Start of Provided entries
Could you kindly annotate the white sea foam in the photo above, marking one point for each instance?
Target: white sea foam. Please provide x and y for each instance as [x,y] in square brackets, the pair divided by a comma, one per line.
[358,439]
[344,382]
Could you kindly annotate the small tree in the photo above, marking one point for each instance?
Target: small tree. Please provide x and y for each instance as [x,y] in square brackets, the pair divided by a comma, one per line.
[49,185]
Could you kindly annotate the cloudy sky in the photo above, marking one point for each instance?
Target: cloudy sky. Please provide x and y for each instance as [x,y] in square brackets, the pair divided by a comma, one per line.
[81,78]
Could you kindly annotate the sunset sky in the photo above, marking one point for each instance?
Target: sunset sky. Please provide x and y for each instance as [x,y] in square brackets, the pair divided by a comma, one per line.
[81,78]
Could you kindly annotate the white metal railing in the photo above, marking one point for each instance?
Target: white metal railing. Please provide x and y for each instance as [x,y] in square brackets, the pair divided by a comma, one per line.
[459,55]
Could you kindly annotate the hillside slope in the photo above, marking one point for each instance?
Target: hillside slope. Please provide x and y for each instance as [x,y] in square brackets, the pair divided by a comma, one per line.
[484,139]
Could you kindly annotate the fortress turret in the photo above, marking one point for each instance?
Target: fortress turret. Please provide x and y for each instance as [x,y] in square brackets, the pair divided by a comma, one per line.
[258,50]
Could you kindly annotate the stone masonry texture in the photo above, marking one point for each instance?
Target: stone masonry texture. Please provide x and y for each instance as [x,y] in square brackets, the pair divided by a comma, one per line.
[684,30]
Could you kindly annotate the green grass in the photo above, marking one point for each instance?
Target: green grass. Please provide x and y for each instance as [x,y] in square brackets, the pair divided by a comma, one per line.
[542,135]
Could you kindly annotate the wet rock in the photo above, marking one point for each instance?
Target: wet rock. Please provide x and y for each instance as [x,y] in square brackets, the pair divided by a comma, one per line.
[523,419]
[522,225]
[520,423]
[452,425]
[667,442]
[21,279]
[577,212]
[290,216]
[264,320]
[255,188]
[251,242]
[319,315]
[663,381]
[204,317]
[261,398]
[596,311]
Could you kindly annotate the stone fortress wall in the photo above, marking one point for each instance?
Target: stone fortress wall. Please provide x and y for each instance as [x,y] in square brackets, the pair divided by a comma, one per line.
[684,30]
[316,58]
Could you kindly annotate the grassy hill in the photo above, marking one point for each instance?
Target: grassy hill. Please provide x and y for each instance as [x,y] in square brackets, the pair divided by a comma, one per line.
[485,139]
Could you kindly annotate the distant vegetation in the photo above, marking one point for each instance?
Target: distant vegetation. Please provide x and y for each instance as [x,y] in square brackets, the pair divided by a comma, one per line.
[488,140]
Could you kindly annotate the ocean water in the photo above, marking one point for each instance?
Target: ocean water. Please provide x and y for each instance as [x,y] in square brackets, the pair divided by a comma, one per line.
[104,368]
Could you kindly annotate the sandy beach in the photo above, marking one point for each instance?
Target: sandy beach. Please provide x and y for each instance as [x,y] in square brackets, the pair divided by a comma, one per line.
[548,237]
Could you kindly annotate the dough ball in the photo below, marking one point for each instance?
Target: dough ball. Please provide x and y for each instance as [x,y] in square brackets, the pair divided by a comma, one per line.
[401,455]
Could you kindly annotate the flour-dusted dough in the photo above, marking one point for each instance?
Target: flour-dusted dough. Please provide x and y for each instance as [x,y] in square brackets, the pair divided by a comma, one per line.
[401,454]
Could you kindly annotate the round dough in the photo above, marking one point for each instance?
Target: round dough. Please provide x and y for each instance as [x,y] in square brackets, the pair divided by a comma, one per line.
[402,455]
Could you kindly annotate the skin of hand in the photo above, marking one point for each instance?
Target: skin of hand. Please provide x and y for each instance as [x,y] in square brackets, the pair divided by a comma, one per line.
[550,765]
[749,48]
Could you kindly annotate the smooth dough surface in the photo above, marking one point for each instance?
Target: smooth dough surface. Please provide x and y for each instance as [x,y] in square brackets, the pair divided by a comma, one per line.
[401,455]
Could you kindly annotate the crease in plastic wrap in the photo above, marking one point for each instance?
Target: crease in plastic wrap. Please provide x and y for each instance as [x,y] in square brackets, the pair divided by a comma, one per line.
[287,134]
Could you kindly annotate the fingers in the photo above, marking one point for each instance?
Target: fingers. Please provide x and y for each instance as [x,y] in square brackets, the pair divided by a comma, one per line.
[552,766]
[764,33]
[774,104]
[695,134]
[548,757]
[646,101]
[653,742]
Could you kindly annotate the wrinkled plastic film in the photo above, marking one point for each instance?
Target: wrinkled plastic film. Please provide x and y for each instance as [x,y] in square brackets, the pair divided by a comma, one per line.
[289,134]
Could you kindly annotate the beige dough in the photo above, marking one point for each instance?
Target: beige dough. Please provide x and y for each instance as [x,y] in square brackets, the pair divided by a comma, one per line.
End of Provided entries
_What the task requires_:
Arrange all of the lines above as a numbered list, leaving out any blank lines.

_Exercise answer_:
1. Could you kindly annotate the white sea foam in the photo above, marking one point for each instance?
2. Target: white sea foam. Please provide x and y for each instance as [x,y] in square brackets, the pair divided by a comma, one per line.
3. [358,439]
4. [344,382]
5. Could you kindly annotate the small tree in the photo above, marking one point for each instance?
6. Target: small tree. Please provide x and y for each instance as [x,y] in square brackets, the pair divided by a comma, one per line.
7. [49,185]
8. Could you kindly annotate the cloudy sky in the photo above, marking one point for each instance?
9. Target: cloudy sky. Please provide x and y for each instance as [x,y] in square brackets, the pair divided by a comma, one per line.
10. [81,78]
11. Could you kindly annotate the sunset sky in the photo above, marking one point for each instance?
12. Target: sunset sky. Please provide x and y for each instance as [x,y] in square brackets, the pair divided by a comma, one per line.
13. [81,78]
14. Could you kindly annotate the white metal railing in the photo above, marking one point for each instance?
15. Target: white metal railing. Please provide x and y for each instance as [x,y] in square brackets, the pair divided by a comma, one per line.
16. [459,55]
17. Could you kindly annotate the hillside slope in the photo above, marking one point for each instance?
18. Target: hillside slope. Please provide x and y for each instance as [x,y] in square brackets, the pair divided by a comma, one per line.
19. [484,139]
20. Could you kindly annotate the fortress turret in the photo above, marking one point for each instance?
21. Target: fortress turret. Please provide x and y for each instance as [x,y] in square brackets, the pair divided by a comma, one per line.
22. [258,50]
23. Could you kindly annotate the stone masonry texture in the photo above, marking one point for each instance?
24. Target: stone masonry texture. Please provide x and y for each instance as [x,y] in square brackets, the pair divided by a comma, one per line.
25. [684,30]
26. Could you kindly annotate the green grass in the photo above, marking one point for each instance?
27. Target: green grass. Please provide x and y for each instance as [x,y] in square brackets, the pair divided by a comma, one per line.
28. [542,135]
29. Could you kindly annotate the wet rock in the photo above, marking one point for each instance?
30. Target: wet rock. Please provide x and y for each instance as [x,y] in square brackets, the pair divided by a comma, one per line.
31. [523,419]
32. [522,225]
33. [520,423]
34. [452,425]
35. [667,442]
36. [21,279]
37. [577,212]
38. [290,216]
39. [264,320]
40. [255,188]
41. [251,242]
42. [319,315]
43. [663,381]
44. [204,317]
45. [261,398]
46. [596,311]
47. Could you kindly annotate the stone fortress wall in the photo above, marking one point for each instance?
48. Target: stone fortress wall. Please provide x and y for each instance as [x,y] in square brackets, the pair divided by a comma, one per line.
49. [684,30]
50. [316,58]
51. Could you kindly annotate the grassy hill in the photo above, marking one point for each instance?
52. Target: grassy hill. Please provide x and y for each instance as [x,y] in square brackets, the pair divided by a comma, one per line.
53. [485,139]
54. Could you kindly annotate the distant vegetation in the photo above, marking one point for each instance?
55. Target: distant vegetation. Please provide x and y for each instance as [x,y] in square brackets, the pair divided by a comma, one per line.
56. [488,140]
57. Could you kindly annotate the ocean water in the photo above, marking one point for each instance?
58. Target: ocean water. Please provide x and y for each instance as [x,y] in square brackets, the pair divided by a comma, one per line.
59. [104,368]
60. Could you kindly annotate the sandy beach in the photo above, marking one point for each instance?
61. Target: sandy beach. Please provide x and y for each instance as [x,y] in square brackets, the pair divided by a comma, one per line.
62. [548,237]
63. Could you kindly annotate the dough ball in the photo below, marking one point for each instance?
64. Target: dough ball. Please provide x and y for each instance as [x,y] in square brackets, the pair divided by a comma, one per line.
65. [401,455]
66. Could you kindly annotate the flour-dusted dough in the photo above, marking one point for each instance?
67. Target: flour-dusted dough. Please provide x and y for each instance as [x,y] in square brackets, the pair divided by a comma, one per line.
68. [401,454]
69. Could you kindly annotate the round dough in the photo above, marking one point for each instance?
70. Target: round dough. Please provide x and y for each instance as [x,y] in square brackets, the pair divided by a comma, one per line.
71. [402,455]
72. Could you kindly annotate the skin of hand in the photo above, marking one point for each instance?
73. Target: skin of hand. Please provide x and y for each instance as [x,y] in square brackets, the pair divided by a comma, one per line.
74. [550,765]
75. [749,48]
76. Could you kindly annotate the smooth dough surface in the photo above, marking one point for each instance?
77. Target: smooth dough surface. Please provide x and y for each instance as [x,y] in square brackets, the pair divided by a comma, one per line.
78. [401,455]
79. Could you kindly annotate the crease in plastic wrap in the photo above, marking one point for each instance?
80. Target: crease in plastic wrap. Please provide x and y for each instance as [x,y] in square brackets, the pair divided by a comma, one per line.
81. [287,134]
82. Could you kindly annotate the fingers in the photo above, marking one point for each instance?
83. Target: fingers. Please provide x and y for each instance as [x,y] in square brackets, the pair divided by a comma, one per line.
84. [552,766]
85. [764,33]
86. [774,104]
87. [695,134]
88. [548,757]
89. [646,101]
90. [653,742]
91. Could you kindly annotate the wrinkled plastic film in the photo above, marking one point for each instance?
92. Target: wrinkled plastic film. Please provide x and y for each instance as [x,y] in square brackets, the pair divided by a comma, one per line.
93. [289,134]
94. Could you kindly annotate the beige dough in the photo above, marking one point for each instance?
95. Target: beige dough. Please provide x and y for each instance as [x,y] in square brackets, the pair divided by a comma, one per line.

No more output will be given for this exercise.